Task to carry out:
Without any of its pictures, the listing below should be output exactly.

Provided entries:
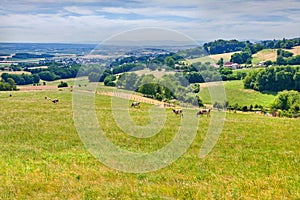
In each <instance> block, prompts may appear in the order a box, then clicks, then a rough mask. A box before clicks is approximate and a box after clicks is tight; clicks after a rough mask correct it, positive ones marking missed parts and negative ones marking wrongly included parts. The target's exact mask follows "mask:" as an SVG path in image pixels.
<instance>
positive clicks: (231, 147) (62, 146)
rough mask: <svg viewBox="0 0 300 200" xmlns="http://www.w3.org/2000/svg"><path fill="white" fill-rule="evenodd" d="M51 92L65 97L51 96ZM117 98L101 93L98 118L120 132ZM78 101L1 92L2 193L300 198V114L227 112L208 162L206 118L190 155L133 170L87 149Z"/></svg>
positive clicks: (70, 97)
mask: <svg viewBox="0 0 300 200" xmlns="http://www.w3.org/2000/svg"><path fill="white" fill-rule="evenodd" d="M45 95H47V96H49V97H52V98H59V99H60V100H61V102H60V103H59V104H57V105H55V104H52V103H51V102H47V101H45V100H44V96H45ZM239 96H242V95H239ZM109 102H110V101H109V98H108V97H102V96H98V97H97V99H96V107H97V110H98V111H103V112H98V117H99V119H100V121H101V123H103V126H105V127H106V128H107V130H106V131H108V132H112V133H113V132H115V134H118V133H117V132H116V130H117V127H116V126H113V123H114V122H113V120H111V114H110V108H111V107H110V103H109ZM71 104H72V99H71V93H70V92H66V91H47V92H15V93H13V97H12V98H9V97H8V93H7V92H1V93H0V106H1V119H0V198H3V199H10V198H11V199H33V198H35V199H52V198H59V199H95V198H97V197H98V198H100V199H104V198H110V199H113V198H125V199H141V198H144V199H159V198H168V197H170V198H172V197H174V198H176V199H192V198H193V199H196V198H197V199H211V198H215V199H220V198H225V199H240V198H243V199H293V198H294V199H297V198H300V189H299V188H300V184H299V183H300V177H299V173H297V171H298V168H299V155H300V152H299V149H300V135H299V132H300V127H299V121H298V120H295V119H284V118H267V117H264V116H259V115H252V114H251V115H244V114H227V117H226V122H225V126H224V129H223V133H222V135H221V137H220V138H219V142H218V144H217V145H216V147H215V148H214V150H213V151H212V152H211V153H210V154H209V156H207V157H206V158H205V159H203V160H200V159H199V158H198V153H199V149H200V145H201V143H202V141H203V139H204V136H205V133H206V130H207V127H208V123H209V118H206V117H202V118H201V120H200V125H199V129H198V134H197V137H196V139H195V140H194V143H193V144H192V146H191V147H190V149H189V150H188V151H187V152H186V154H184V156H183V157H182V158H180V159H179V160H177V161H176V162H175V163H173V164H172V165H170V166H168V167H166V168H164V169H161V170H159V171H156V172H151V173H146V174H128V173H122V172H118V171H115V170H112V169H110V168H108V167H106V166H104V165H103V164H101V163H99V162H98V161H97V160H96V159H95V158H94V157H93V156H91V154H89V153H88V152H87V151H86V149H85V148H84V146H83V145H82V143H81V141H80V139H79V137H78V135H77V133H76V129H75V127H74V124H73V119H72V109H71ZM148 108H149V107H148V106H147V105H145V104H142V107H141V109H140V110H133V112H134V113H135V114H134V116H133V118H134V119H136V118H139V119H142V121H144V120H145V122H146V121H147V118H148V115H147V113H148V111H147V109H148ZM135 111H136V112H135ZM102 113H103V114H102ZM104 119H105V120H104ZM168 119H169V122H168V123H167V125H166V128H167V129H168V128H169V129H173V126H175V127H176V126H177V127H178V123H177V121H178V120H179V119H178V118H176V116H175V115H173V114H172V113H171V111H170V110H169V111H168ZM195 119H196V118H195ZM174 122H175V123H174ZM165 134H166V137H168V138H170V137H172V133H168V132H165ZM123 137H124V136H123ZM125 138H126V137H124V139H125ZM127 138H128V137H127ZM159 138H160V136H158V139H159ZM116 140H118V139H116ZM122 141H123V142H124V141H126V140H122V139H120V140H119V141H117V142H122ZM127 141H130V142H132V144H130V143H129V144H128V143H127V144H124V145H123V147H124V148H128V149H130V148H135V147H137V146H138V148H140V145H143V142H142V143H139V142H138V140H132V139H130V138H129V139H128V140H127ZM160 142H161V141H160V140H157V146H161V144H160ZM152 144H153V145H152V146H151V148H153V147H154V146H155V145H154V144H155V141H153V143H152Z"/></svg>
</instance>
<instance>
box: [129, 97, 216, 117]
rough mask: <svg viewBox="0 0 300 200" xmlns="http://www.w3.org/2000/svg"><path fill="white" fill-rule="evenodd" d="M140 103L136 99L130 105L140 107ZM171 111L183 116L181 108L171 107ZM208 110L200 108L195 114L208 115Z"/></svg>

Reply to the exercise:
In each <instance> block, prompts may appear in the order a box, then clicks, then a rough mask. A box before clicks is approximate and a box after clicks is tight; clicks after a rough mask correct it, positive ones marking missed parts and negative ones marking wrongly included parts. The target's exact mask follows "mask:" as an SVG path in image pixels.
<instance>
positive clicks: (231, 147) (62, 146)
rough mask: <svg viewBox="0 0 300 200" xmlns="http://www.w3.org/2000/svg"><path fill="white" fill-rule="evenodd" d="M51 92L65 97L51 96ZM117 98L101 93L98 118L120 132ZM78 101L1 92L2 193L300 198V114L227 112L208 162L206 118L190 155L133 170L87 149Z"/></svg>
positive clicks: (70, 97)
mask: <svg viewBox="0 0 300 200" xmlns="http://www.w3.org/2000/svg"><path fill="white" fill-rule="evenodd" d="M45 95H47V96H49V97H52V98H59V99H60V100H61V102H60V103H59V104H57V105H55V104H52V103H51V102H47V101H45V100H44V96H45ZM239 96H242V95H239ZM109 102H110V101H109V98H108V97H102V96H98V97H97V99H96V107H97V110H98V111H103V112H98V117H99V119H100V121H101V123H103V126H105V127H106V128H107V130H106V131H108V132H112V133H113V132H115V134H118V133H117V132H116V130H117V127H116V126H113V123H114V122H113V120H111V114H110V108H111V107H110V103H109ZM71 104H72V99H71V93H70V92H66V91H47V92H15V93H13V97H12V98H9V97H8V93H7V92H1V93H0V106H1V119H0V198H3V199H10V198H11V199H33V198H35V199H52V198H59V199H95V198H97V197H98V198H100V199H104V198H110V199H113V198H125V199H141V198H144V199H159V198H168V197H170V198H172V197H174V198H176V199H192V198H193V199H196V198H197V199H211V198H215V199H220V198H225V199H240V198H243V199H293V198H294V199H297V198H300V189H299V188H300V184H299V183H300V177H299V173H297V171H298V168H299V155H300V152H299V149H300V135H299V132H300V127H299V121H298V120H295V119H284V118H267V117H264V116H259V115H252V114H251V115H244V114H227V117H226V122H225V126H224V129H223V133H222V135H221V137H220V138H219V142H218V144H217V145H216V147H215V148H214V150H213V151H212V152H211V153H210V154H209V156H207V157H206V158H205V159H203V160H200V159H199V158H198V153H199V149H200V145H201V143H202V141H203V139H204V136H205V133H206V130H207V127H208V123H209V118H206V117H202V118H201V120H200V125H199V129H198V134H197V137H196V139H195V140H194V143H193V144H192V146H191V147H190V149H189V150H188V151H187V152H186V154H184V156H183V157H182V158H180V159H179V160H177V161H176V162H175V163H173V164H172V165H170V166H168V167H166V168H164V169H161V170H159V171H156V172H151V173H146V174H128V173H122V172H118V171H115V170H112V169H110V168H108V167H106V166H104V165H103V164H101V163H99V162H98V161H97V160H96V159H95V158H94V157H93V156H91V154H89V153H88V152H87V151H86V149H85V148H84V146H83V145H82V143H81V141H80V139H79V137H78V135H77V133H76V129H75V127H74V124H73V119H72V109H71ZM148 108H149V107H148V106H147V105H145V104H142V107H141V109H140V110H133V112H134V113H135V114H134V116H133V118H134V119H136V118H139V119H142V121H144V120H145V122H146V121H147V118H148V115H147V113H148V111H147V109H148ZM135 111H136V112H135ZM102 113H103V114H102ZM104 119H105V120H104ZM168 119H169V122H168V123H167V125H166V128H167V129H168V128H169V129H173V126H175V127H176V126H177V127H178V123H177V121H178V120H179V119H178V118H176V116H175V115H173V114H172V113H171V111H170V110H169V111H168ZM195 119H196V118H195ZM174 122H175V123H174ZM165 134H166V137H168V138H170V137H172V133H168V132H165ZM123 137H124V136H123ZM125 138H126V137H124V139H125ZM127 138H128V137H127ZM159 138H160V136H158V139H159ZM116 140H118V139H116ZM122 141H123V142H124V141H126V140H122V139H120V140H119V141H117V142H122ZM127 141H130V142H132V144H130V143H129V144H128V143H127V144H124V145H123V147H124V148H128V149H130V148H135V147H137V146H138V148H140V145H143V142H142V143H139V142H138V140H132V139H130V138H129V139H128V140H127ZM160 142H161V141H160V140H157V146H161V144H160ZM152 144H153V145H152V146H151V148H153V147H154V146H155V145H154V144H155V141H153V143H152Z"/></svg>
</instance>
<instance>
box: [129, 97, 216, 117]
rough mask: <svg viewBox="0 0 300 200" xmlns="http://www.w3.org/2000/svg"><path fill="white" fill-rule="evenodd" d="M140 103L136 99L130 105L140 107ZM171 111L183 116L181 108L171 107ZM208 110L200 108L195 114L208 115Z"/></svg>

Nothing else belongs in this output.